● **Stated exercise 1**: In the rows below, copy the lines exactly as they are, from the line with "Question. Place a dot on every instance of the dark water" up to and including the line with "Question. Place a dot on every instance of the purple".

● **Selection**:
[Begin]

# Can my air pump run 2-air stones?



## 50galkid (Mar 17, 2012)

Hi I have an aqua expert 600 air pump, a t-valve and 2 small air stones.
Can my pump run the 2 air stones?


----------



## Byron (Mar 7, 2009)

Is there an indication on the package as to the number of devices/air stones the pump will operate? I'm not familiar with this particular model, and can't seem to find this data online.

But as you have the pump and the rest, hook it up and see. If it sends a decent airstream through both airstones, you're fine. If it won't, then a larger pump will be required.


----------



## 50galkid (Mar 17, 2012)

What other air pumps do you know that can pump 2 air stones and at a reasonable price?


----------



## Sherry1966 (Oct 3, 2012)

It will. I run 2 airstones off my 400 with no problems. That particular tank has been running for 3 years now.


----------



## DKRST (Jan 11, 2011)

Any airflow problems, always try to shorten the air line as much as possible and check the valves for leaks by submerging the valves (with the air running through the system) in the tank. I find a lot of air flow control valves leak around the connections! I have even had the "T" connectors leak due to poor construction. You may need a valve or two to make both airstones work. If one airstone's resistance to airflow is slightly high, most of the air will flow through the airstone of least resistance!


----------

[End]

● **Given data**:
[Begin]

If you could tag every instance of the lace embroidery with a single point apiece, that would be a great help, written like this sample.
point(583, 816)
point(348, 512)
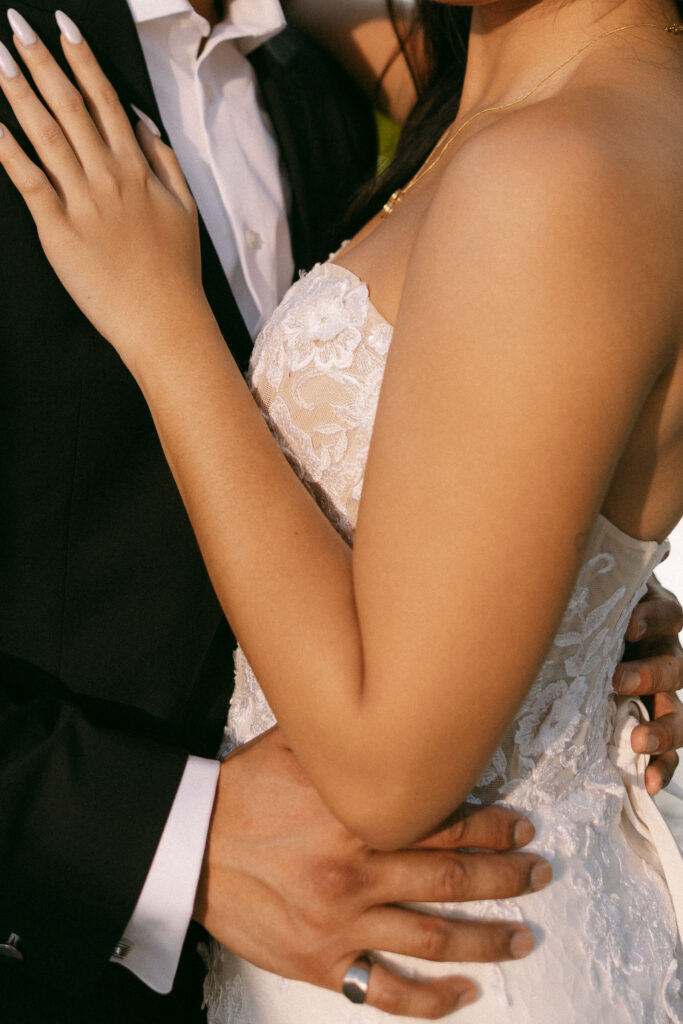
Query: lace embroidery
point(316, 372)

[End]
[Begin]

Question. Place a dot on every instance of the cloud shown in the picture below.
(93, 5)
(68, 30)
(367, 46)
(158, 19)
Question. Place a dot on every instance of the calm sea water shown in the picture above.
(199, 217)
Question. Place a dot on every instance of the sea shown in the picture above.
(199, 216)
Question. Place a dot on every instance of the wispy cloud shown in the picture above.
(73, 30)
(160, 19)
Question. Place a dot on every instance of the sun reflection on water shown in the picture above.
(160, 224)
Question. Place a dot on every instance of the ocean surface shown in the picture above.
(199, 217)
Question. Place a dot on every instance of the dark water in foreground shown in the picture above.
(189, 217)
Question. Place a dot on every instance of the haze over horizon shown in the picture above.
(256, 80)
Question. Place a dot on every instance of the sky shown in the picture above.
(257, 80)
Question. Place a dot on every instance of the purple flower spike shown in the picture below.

[End]
[Begin]

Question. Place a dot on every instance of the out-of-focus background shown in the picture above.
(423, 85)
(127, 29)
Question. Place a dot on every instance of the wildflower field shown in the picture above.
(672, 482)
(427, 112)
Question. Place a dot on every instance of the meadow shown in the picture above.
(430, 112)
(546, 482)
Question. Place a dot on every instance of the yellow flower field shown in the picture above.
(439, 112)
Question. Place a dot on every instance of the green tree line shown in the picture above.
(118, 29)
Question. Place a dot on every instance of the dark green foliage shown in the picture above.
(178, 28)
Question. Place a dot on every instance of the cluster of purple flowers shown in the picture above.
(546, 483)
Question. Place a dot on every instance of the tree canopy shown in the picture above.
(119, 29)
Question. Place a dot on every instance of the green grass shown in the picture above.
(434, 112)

[End]

● **Stated exercise 2**: Translate this sentence from the air pump thread into Spanish: "I find a lot of air flow control valves leak around the connections!"

● **Result 1**:
Question. Place a dot on every instance of the dark water in foreground shown in the picture above.
(189, 217)
Question. Place a dot on every instance of the haze over horizon shown in the picture above.
(256, 80)
Question. Place a dot on every instance of the sky shown in the picture above.
(257, 80)
Question. Place a dot on every instance of the purple flower spike shown in the picture below.

● **Result 2**: ¡Me encuentro con que muchas válvulas de control de flujo de aire tienen fugas alrededor de las conexiones!